[Items listed in a dataset]
────────
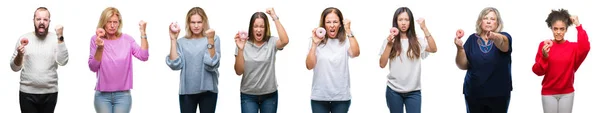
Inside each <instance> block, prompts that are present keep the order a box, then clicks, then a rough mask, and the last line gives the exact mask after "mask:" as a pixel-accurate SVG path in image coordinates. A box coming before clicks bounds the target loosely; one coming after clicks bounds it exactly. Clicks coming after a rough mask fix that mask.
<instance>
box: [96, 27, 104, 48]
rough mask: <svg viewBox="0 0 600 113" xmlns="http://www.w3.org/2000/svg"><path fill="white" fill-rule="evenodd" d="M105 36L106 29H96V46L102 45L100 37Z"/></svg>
mask: <svg viewBox="0 0 600 113" xmlns="http://www.w3.org/2000/svg"><path fill="white" fill-rule="evenodd" d="M105 37H106V31H104V29H103V28H98V29H96V46H98V47H104V40H103V39H102V38H105Z"/></svg>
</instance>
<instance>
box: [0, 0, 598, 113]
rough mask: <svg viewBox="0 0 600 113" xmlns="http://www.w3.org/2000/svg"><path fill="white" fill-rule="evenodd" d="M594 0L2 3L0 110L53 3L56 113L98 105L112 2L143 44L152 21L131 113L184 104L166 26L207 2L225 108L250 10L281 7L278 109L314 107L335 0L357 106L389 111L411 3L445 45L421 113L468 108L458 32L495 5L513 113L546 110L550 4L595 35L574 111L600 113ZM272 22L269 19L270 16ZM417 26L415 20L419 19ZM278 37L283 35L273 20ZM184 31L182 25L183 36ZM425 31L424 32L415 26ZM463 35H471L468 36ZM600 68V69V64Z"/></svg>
mask: <svg viewBox="0 0 600 113" xmlns="http://www.w3.org/2000/svg"><path fill="white" fill-rule="evenodd" d="M592 4H593V3H592V1H589V0H546V1H528V0H494V1H491V0H394V1H392V0H360V1H359V0H356V1H347V0H286V1H283V0H155V1H153V0H150V1H149V0H94V1H88V0H85V1H81V0H13V1H10V3H9V1H4V2H3V3H2V4H0V8H1V9H0V11H1V14H2V15H3V16H2V20H1V21H0V25H2V27H0V34H2V36H3V37H2V38H1V41H0V45H1V47H0V48H1V49H0V53H3V54H0V59H4V60H0V64H2V65H0V67H2V68H0V69H2V70H0V72H1V73H2V74H0V75H2V76H0V90H2V93H0V100H1V101H0V110H1V112H4V113H17V112H19V100H18V90H19V73H17V72H12V71H11V70H10V69H9V59H10V57H11V55H12V53H13V51H14V50H15V48H14V44H15V41H17V39H18V38H19V36H21V35H22V34H24V33H27V32H32V31H33V30H34V29H33V22H32V19H33V14H34V10H35V8H37V7H40V6H45V7H48V8H49V10H50V13H51V15H52V16H51V20H52V21H51V25H50V26H51V27H50V29H51V31H54V30H53V29H54V26H55V25H58V24H61V25H64V36H65V41H66V44H67V47H68V49H69V56H70V59H69V63H68V64H67V65H66V66H64V67H60V68H59V69H58V71H59V96H58V104H57V106H56V112H57V113H74V112H78V113H93V112H95V111H94V104H93V99H94V87H95V84H96V77H95V73H93V72H91V71H89V68H88V64H87V60H88V55H89V44H90V38H91V36H92V35H94V33H95V27H96V24H97V23H98V19H99V17H100V13H101V12H102V10H104V9H105V8H106V7H108V6H114V7H116V8H118V9H119V10H120V11H121V13H122V15H123V32H124V33H127V34H130V35H132V36H133V37H135V39H136V41H137V43H138V44H139V43H140V42H139V41H140V40H139V38H138V37H139V35H140V34H139V30H138V22H139V21H140V20H145V21H147V22H148V25H147V35H148V40H149V46H150V59H149V60H148V61H147V62H141V61H139V60H134V61H133V62H134V64H133V65H134V68H133V70H134V89H133V90H132V97H133V106H132V110H131V112H132V113H145V112H156V113H176V112H179V99H178V89H179V88H178V87H179V71H172V70H171V69H170V68H168V67H167V66H166V64H165V57H166V56H167V54H168V53H169V47H170V45H169V44H170V43H169V42H168V41H169V36H168V25H169V24H170V23H171V22H172V21H179V23H180V25H183V24H184V23H185V22H184V21H185V16H186V13H187V11H188V10H189V9H190V8H192V7H195V6H199V7H202V8H203V9H204V10H205V11H206V13H207V15H208V18H209V22H210V26H211V27H212V28H213V29H215V30H216V34H217V35H218V36H220V37H221V54H222V57H221V67H220V68H219V71H220V73H221V75H220V78H219V91H220V92H219V96H218V102H217V109H216V111H217V112H218V113H235V112H240V98H239V97H240V96H239V95H240V92H239V87H240V86H239V85H240V79H241V77H240V76H237V75H235V73H234V70H233V64H234V55H233V54H234V50H235V47H236V46H235V43H234V41H233V36H234V35H235V33H236V32H237V31H238V30H242V29H243V30H246V29H247V28H248V23H249V20H250V16H251V15H252V13H254V12H256V11H265V8H267V7H274V8H275V11H276V13H277V14H278V15H279V17H280V20H281V23H282V24H283V26H284V27H285V28H286V31H287V33H288V36H289V37H290V42H289V44H288V45H287V47H286V49H284V50H283V51H281V52H278V55H277V64H276V65H277V79H278V83H279V107H278V111H279V112H281V113H308V112H311V107H310V92H311V84H312V71H309V70H307V69H306V67H305V62H304V61H305V58H306V54H307V53H308V45H307V44H308V43H309V38H308V37H310V36H311V34H310V33H311V30H312V29H313V28H315V27H317V25H318V23H319V18H320V17H319V16H320V14H321V12H322V11H323V9H325V8H326V7H329V6H333V7H338V8H339V9H340V10H341V11H342V13H343V15H344V17H346V18H347V19H350V20H352V30H353V31H354V33H355V35H356V37H357V40H358V42H359V44H360V49H361V53H362V54H361V55H360V56H359V57H357V58H354V59H351V60H350V68H351V69H350V70H351V72H350V73H351V75H350V76H351V84H352V85H351V86H352V88H351V91H352V97H353V98H352V104H351V106H350V111H349V112H351V113H365V112H371V113H384V112H388V108H387V105H386V101H385V88H386V84H385V83H386V75H387V73H388V72H389V71H388V69H387V68H385V69H381V68H379V66H378V60H379V55H378V53H379V51H380V47H381V45H382V41H383V40H384V39H385V38H386V36H387V35H388V33H389V28H390V27H391V22H392V17H393V13H394V11H395V10H396V9H397V8H398V7H401V6H407V7H409V8H410V9H411V10H412V11H413V13H414V16H415V17H416V18H418V17H423V18H425V20H426V24H427V27H428V28H429V30H430V32H431V33H432V35H433V37H434V38H435V41H436V43H437V46H438V52H437V53H435V54H433V55H431V56H430V57H428V58H427V59H426V60H424V61H423V62H422V63H423V72H422V88H423V90H422V97H423V98H422V100H423V101H422V103H423V104H422V111H423V113H440V112H451V113H461V112H462V113H464V112H465V110H466V108H465V101H464V97H463V94H462V85H463V80H464V76H465V71H461V70H459V69H458V68H457V67H456V65H455V63H454V57H455V54H456V49H455V46H454V43H453V38H454V36H455V31H456V30H457V29H459V28H462V29H464V30H465V32H466V33H465V34H466V36H468V35H469V34H471V33H473V32H475V21H476V19H477V16H478V14H479V12H480V11H481V10H482V9H483V8H484V7H488V6H492V7H496V8H498V9H499V10H500V14H501V15H502V18H503V20H504V23H505V24H504V26H505V28H504V31H506V32H508V33H510V34H511V35H512V37H513V42H514V43H513V50H514V51H513V54H512V58H513V65H512V73H513V75H512V77H513V78H512V80H513V86H514V90H513V92H512V97H511V103H510V107H509V112H510V113H542V112H543V111H542V104H541V93H540V90H541V81H542V77H538V76H536V75H535V74H533V72H532V71H531V66H532V65H533V64H534V59H535V54H536V52H537V49H538V48H537V47H538V44H539V42H540V41H542V40H545V39H550V38H552V33H551V31H550V29H549V28H548V27H547V26H546V23H545V22H544V20H545V19H546V17H547V15H548V14H549V13H550V10H551V9H556V8H566V9H568V10H569V12H570V13H571V14H574V15H579V20H580V22H581V23H582V25H583V28H584V29H585V30H587V33H588V35H589V37H590V41H591V43H592V49H591V52H590V53H589V54H588V57H587V59H586V61H585V62H584V63H583V64H582V66H581V68H579V70H578V71H577V73H576V79H575V89H576V91H575V104H574V107H573V112H575V113H586V112H592V111H596V108H597V107H598V106H597V105H598V104H597V102H599V101H600V97H598V96H597V94H598V90H600V89H598V88H597V86H600V82H597V81H598V80H600V77H598V73H600V72H599V71H598V70H597V69H598V68H597V67H596V66H597V65H596V66H595V64H596V63H598V57H597V56H596V55H597V52H598V50H599V49H597V46H596V45H598V44H599V43H600V42H598V41H599V40H595V39H596V38H597V37H599V36H600V35H598V30H599V29H600V28H599V26H600V24H599V23H598V21H597V20H600V17H598V16H597V11H599V10H600V9H598V8H597V7H596V5H592ZM269 20H271V18H270V17H269ZM416 27H417V29H419V27H418V25H416ZM568 30H569V31H568V32H567V34H566V35H565V36H566V39H568V40H571V41H576V40H577V38H576V35H577V31H576V29H575V28H574V27H569V29H568ZM271 32H272V35H274V36H277V31H276V28H275V26H274V23H273V22H271ZM183 34H185V33H181V34H180V36H182V35H183ZM417 34H418V35H419V36H423V33H422V31H421V30H420V29H419V30H418V31H417ZM463 40H466V38H465V39H463ZM594 67H596V68H594Z"/></svg>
────────
What to produce —
In the entries above, find the line holding "box: [96, 27, 104, 48]" and the line holding "box: [0, 0, 598, 113]", then retype exactly those two lines and every line between them, and nothing else.

Result —
box: [96, 27, 104, 48]
rough mask: <svg viewBox="0 0 600 113" xmlns="http://www.w3.org/2000/svg"><path fill="white" fill-rule="evenodd" d="M105 36L106 29H96V46L102 45L100 37Z"/></svg>
mask: <svg viewBox="0 0 600 113" xmlns="http://www.w3.org/2000/svg"><path fill="white" fill-rule="evenodd" d="M105 37H106V31H104V29H103V28H98V29H96V46H98V47H104V40H103V39H102V38H105Z"/></svg>
</instance>
<instance>
box: [0, 0, 598, 113]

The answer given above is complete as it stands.